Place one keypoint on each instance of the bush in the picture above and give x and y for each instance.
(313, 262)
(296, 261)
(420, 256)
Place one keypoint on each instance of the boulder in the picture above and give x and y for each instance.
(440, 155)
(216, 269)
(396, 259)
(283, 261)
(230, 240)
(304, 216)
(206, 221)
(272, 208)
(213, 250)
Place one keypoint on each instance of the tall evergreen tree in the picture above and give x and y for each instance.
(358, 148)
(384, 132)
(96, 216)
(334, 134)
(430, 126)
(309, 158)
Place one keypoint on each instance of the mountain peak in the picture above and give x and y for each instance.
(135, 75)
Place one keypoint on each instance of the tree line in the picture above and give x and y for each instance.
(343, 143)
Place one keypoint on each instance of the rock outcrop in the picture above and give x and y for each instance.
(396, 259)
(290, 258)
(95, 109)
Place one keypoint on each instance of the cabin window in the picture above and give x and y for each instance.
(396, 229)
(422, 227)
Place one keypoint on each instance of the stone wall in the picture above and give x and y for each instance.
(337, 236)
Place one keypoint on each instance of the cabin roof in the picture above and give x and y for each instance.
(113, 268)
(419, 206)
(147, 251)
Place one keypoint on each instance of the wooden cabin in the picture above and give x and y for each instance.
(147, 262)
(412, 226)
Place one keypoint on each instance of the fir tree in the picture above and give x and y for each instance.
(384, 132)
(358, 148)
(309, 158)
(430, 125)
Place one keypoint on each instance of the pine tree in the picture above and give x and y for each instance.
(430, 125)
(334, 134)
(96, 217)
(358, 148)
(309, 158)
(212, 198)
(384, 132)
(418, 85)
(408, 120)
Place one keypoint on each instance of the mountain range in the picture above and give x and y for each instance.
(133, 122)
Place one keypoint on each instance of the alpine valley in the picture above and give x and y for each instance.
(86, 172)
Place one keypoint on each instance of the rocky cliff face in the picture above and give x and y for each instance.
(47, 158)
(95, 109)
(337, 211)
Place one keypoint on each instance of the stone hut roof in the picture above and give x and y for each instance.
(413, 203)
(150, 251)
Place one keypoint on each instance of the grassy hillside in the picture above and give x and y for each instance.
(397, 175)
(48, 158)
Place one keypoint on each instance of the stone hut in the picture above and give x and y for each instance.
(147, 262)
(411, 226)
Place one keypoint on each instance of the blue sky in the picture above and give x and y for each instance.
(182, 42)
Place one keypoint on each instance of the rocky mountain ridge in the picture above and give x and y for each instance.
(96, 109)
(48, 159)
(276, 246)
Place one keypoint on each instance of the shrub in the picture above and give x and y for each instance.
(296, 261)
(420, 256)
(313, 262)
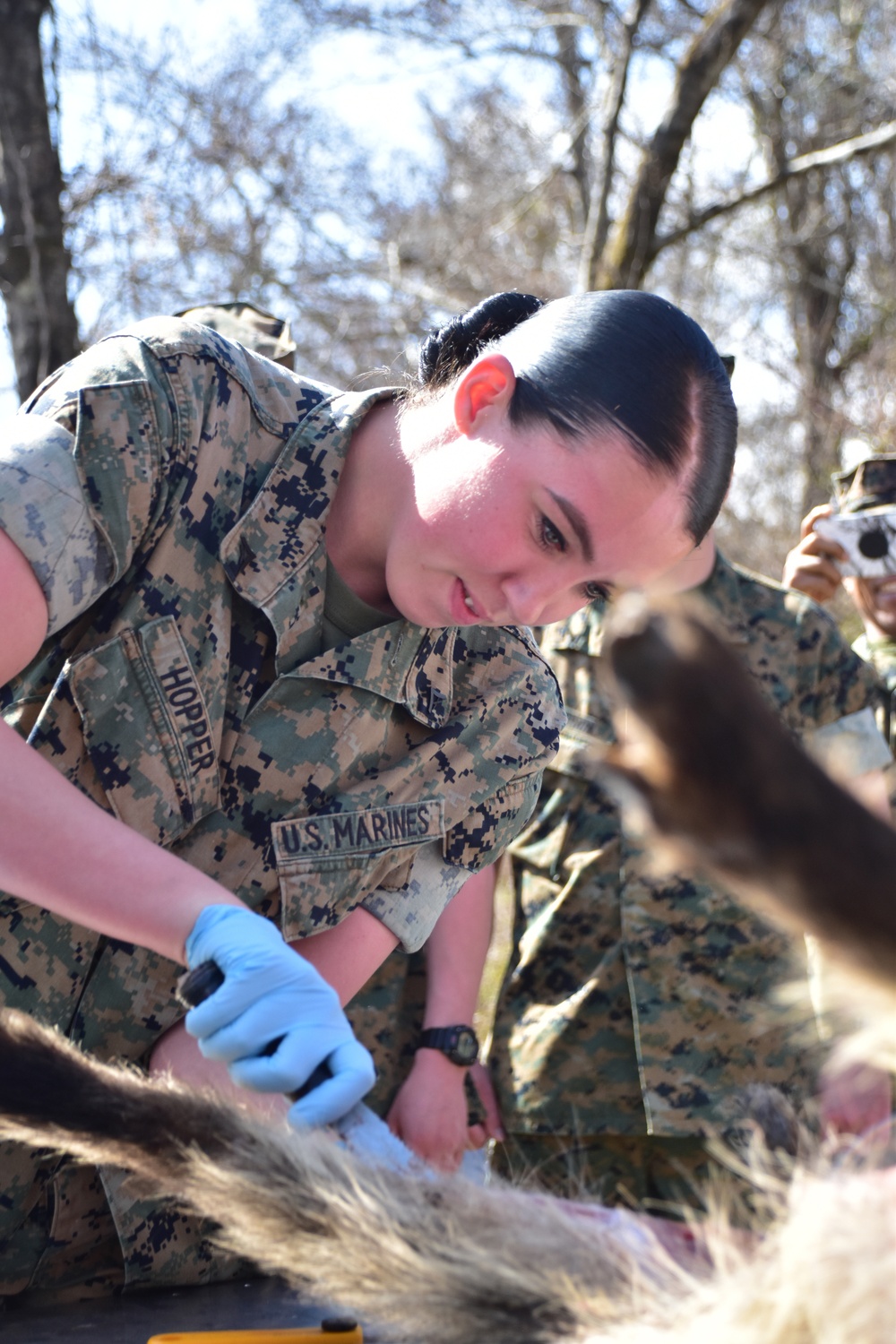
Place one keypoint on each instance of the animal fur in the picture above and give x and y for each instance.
(444, 1261)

What you need to do. Retype the whole listing. Keep every word exact but include no pictures.

Reply to the exercise.
Place one keypoint on each instance of the bush in the picture above and give x and y for each instance.
(313, 262)
(296, 261)
(420, 256)
Place one keypoint on each instance of the boulder in the picture above and give x and y for each instance.
(440, 155)
(216, 269)
(396, 259)
(283, 261)
(230, 240)
(304, 216)
(206, 221)
(272, 208)
(213, 250)
Place one keypoint on each instance of the tall evergreen tree in the picture above and give x and y for each instance.
(358, 148)
(384, 132)
(96, 216)
(334, 134)
(430, 126)
(309, 158)
Place one keypoint on each instance of the mountain peak in the picture above and give x and y for each instance.
(135, 75)
Place one keypoint on each instance of the tree line in the picture above and give x and y for each instance.
(343, 143)
Place one keypoint on each instance of the rock outcrop in the picture above and give x and y for each instance.
(396, 259)
(290, 258)
(95, 109)
Place one keypoint on each instance of the cabin window in the picture above and give x and y for each instance.
(396, 229)
(422, 227)
Place one keypoint on each instance of the stone wall in the picture above and give x and y for each instance.
(337, 236)
Place one keypoint on each instance of the cabin roof in the picture above and give x and y for each instance.
(113, 268)
(419, 206)
(147, 251)
Place one keypoint on each instance of the wooden cabin in the picture above and give x and y for each instance.
(147, 262)
(412, 226)
Place one keypoint on each instance of the fir tree in the picture above and give x and y for each instance.
(384, 132)
(358, 148)
(309, 158)
(430, 125)
Place one keypoint on each instance of the pine tree in the picture above and give x and y for each instance.
(430, 125)
(334, 134)
(96, 217)
(358, 148)
(309, 158)
(212, 198)
(384, 132)
(418, 85)
(408, 120)
Place one keypoint on each instance of the mountain range in the picture above and give x and y for each instance.
(133, 122)
Place one keypoint on each instance of the alpine valley in the picture above and give x and y for each instance.
(86, 172)
Place one keypoint on each instance of the rocky cliff face in the picture above and give x and y for each instance.
(47, 158)
(95, 109)
(337, 211)
Place one keypoint on each instance of the stone hut roof in the picture above and give x and y for each instance.
(413, 203)
(150, 251)
Place one keypoint on each instance of the grassy hillside in the picture above and give x and y for each instance.
(397, 175)
(48, 158)
Place one keypoint on each instance of the stone hut in the picture above and give x and y for each instance.
(147, 262)
(411, 226)
Place one keypoint on each instance of the blue sky in the picture above and give x and y for each instance.
(182, 42)
Place one keypoint on each instance of the rocky mountain ridge in the picture above and give x and y for each instance.
(96, 109)
(48, 159)
(276, 246)
Place one keypoint on each instance of the shrub in the picture above and give x and y for each instance.
(296, 261)
(420, 256)
(313, 262)
Place one keypoint on each instance of the animal fur in the picture above and give x and y for each instance.
(444, 1261)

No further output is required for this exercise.